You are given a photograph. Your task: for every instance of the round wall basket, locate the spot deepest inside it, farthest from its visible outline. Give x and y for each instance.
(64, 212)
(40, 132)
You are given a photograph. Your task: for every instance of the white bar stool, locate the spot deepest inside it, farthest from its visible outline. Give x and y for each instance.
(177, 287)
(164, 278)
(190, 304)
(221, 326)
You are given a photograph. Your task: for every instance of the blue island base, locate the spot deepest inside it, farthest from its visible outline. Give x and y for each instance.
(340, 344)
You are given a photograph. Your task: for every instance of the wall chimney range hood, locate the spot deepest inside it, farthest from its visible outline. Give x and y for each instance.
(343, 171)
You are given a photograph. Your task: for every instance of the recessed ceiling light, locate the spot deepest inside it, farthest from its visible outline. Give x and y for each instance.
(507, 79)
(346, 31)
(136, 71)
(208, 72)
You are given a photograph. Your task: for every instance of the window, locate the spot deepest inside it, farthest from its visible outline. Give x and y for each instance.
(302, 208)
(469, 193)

* * *

Exercise: Please set out the records above as a Markdown table with the columns Row and Text. Give each line its own numbered row and skip any blank lines.

Output for this exercise:
| Row | Text |
|---|---|
| 1 | You are given a photograph. Your task: for every instance of the round wall basket, locate the spot deepest inside it, farthest from its visible outline. Give x and y for each instance. |
| 2 | (64, 212) |
| 3 | (40, 132) |
| 4 | You are given a photograph. Your task: for every instance of the white bar stool, locate the spot deepest inside it, farthest from its visible outline. Give x and y for each instance. |
| 5 | (177, 287) |
| 6 | (164, 278) |
| 7 | (190, 304) |
| 8 | (221, 326) |
| 9 | You are given a photograph. Your task: for every instance of the blue island base, locate the spot deepest inside it, farthest from its visible outline. Give x and y for each instance. |
| 10 | (340, 344) |
| 11 | You are given a photograph. Your task: for every instance of the wall chimney range hood, locate the spot deepest inside it, farthest from its visible outline. Give x and y for each instance. |
| 12 | (343, 171) |
| 13 | You are given a photograph. Your task: for every instance of the recessed ceiling light, locate the spot deepest inside it, farthest from its visible outline. Give x and y for each instance. |
| 14 | (507, 79) |
| 15 | (346, 31) |
| 16 | (136, 71) |
| 17 | (208, 72) |
| 18 | You are given a photograph. Your task: for every instance of the window, locate the spot deepest inside it, farthest from its visible outline. Give x and y for each instance. |
| 19 | (302, 208) |
| 20 | (469, 193) |